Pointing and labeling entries
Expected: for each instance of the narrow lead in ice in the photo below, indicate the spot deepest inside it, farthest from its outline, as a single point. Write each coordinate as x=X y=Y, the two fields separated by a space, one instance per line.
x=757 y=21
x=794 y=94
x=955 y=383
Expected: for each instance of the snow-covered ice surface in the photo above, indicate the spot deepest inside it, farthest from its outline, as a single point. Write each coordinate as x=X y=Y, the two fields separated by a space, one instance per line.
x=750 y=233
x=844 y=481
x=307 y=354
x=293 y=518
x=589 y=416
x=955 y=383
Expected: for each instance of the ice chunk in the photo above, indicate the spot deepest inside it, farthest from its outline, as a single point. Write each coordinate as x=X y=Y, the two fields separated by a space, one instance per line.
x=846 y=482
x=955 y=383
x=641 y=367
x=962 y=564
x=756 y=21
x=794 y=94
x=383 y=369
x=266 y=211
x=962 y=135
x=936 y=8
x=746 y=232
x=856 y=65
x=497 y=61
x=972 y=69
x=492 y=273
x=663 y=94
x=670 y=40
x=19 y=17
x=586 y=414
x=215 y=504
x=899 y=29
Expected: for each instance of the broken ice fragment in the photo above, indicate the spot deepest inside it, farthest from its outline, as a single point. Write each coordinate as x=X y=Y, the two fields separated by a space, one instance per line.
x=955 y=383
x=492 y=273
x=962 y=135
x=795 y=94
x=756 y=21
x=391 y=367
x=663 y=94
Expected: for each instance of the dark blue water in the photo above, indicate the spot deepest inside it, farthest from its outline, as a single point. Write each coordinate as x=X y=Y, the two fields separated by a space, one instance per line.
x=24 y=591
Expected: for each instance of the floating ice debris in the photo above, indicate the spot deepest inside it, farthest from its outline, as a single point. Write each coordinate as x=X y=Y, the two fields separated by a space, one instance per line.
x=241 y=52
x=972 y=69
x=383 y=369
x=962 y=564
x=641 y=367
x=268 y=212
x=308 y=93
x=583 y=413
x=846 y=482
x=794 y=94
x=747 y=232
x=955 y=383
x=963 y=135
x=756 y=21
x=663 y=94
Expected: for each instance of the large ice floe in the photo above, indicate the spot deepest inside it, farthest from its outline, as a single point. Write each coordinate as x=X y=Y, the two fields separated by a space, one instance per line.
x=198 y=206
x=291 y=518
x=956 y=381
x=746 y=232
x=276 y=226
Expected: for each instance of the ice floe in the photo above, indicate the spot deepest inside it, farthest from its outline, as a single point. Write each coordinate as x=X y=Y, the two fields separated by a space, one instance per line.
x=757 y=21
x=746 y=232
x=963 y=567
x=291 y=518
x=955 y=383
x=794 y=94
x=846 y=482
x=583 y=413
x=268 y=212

YOUR OBJECTIVE. Reproduce each record exactly as it appears.

REPLY TO THE TASK.
Expected: for each instance of the narrow lead in ice in the photo below, indicate the spot deepest inside it, farthest from its outline, as a single point. Write each coordinate as x=X y=Y, the two fields separated by a space, one instance per line.
x=757 y=21
x=794 y=94
x=955 y=383
Expected: for each instance of the snow-covered ice surface in the photo above, indicate the spot deepest inside it, farthest from its outline, as a single point. Write each coordinate as x=X y=Y, the two fields separated by a space, one instance per line.
x=750 y=233
x=844 y=481
x=307 y=354
x=293 y=518
x=589 y=416
x=955 y=383
Expected: for each instance of the ice chunk in the photo above, indicate the spot deepest inside it, farthest from its outline, as a single point. Write each coordinate as x=X y=Y, the two fields separated by a space, one instance per line.
x=846 y=482
x=955 y=383
x=641 y=367
x=962 y=564
x=756 y=21
x=794 y=94
x=383 y=369
x=266 y=211
x=962 y=135
x=936 y=8
x=746 y=232
x=856 y=65
x=497 y=61
x=972 y=69
x=492 y=273
x=663 y=94
x=670 y=40
x=19 y=17
x=586 y=414
x=215 y=504
x=899 y=29
Expected: for each instance of the broken ice fragment in the photo above, indicate the spot deepest inside it, farthest from its outline, as a single point. Write each coordinate as x=X y=Y, the two fields separated by a space, one instance per line.
x=955 y=383
x=492 y=273
x=962 y=135
x=795 y=94
x=756 y=21
x=391 y=367
x=663 y=94
Expected: for each instance of the dark blue water in the photo above, indicate the spot deepest inside it, farthest from its outline, as a single point. Write each coordinate as x=X y=Y, the two fields separated by a space, one instance per line.
x=24 y=591
Expected: for each instance of the floating ice debris in the photo above, indicate the spot deepest inside it, farthest from its outline, as a single point. Write each coordinate as x=X y=Y, the two fields separated by a space, one instance per line.
x=241 y=52
x=972 y=69
x=383 y=369
x=962 y=564
x=641 y=367
x=268 y=212
x=308 y=93
x=583 y=413
x=846 y=482
x=794 y=94
x=747 y=232
x=955 y=383
x=963 y=135
x=756 y=21
x=663 y=94
Expected: for each instance of the large ice floe in the photo above, indicate the spot deepest inside it, farthest from its outline, as a single point. Write each coordinate as x=X y=Y, the two fields separated by a space, one instance per line.
x=198 y=206
x=291 y=518
x=956 y=381
x=746 y=232
x=276 y=226
Expected: for each instance of the ice floe in the photo above, indicate the spot deepest inside it, farthest from its outline, as a single point. Write each coordinate as x=X y=Y, the two fields separated by a space, one instance per line.
x=757 y=21
x=746 y=232
x=963 y=567
x=291 y=518
x=955 y=383
x=794 y=94
x=846 y=482
x=583 y=413
x=268 y=212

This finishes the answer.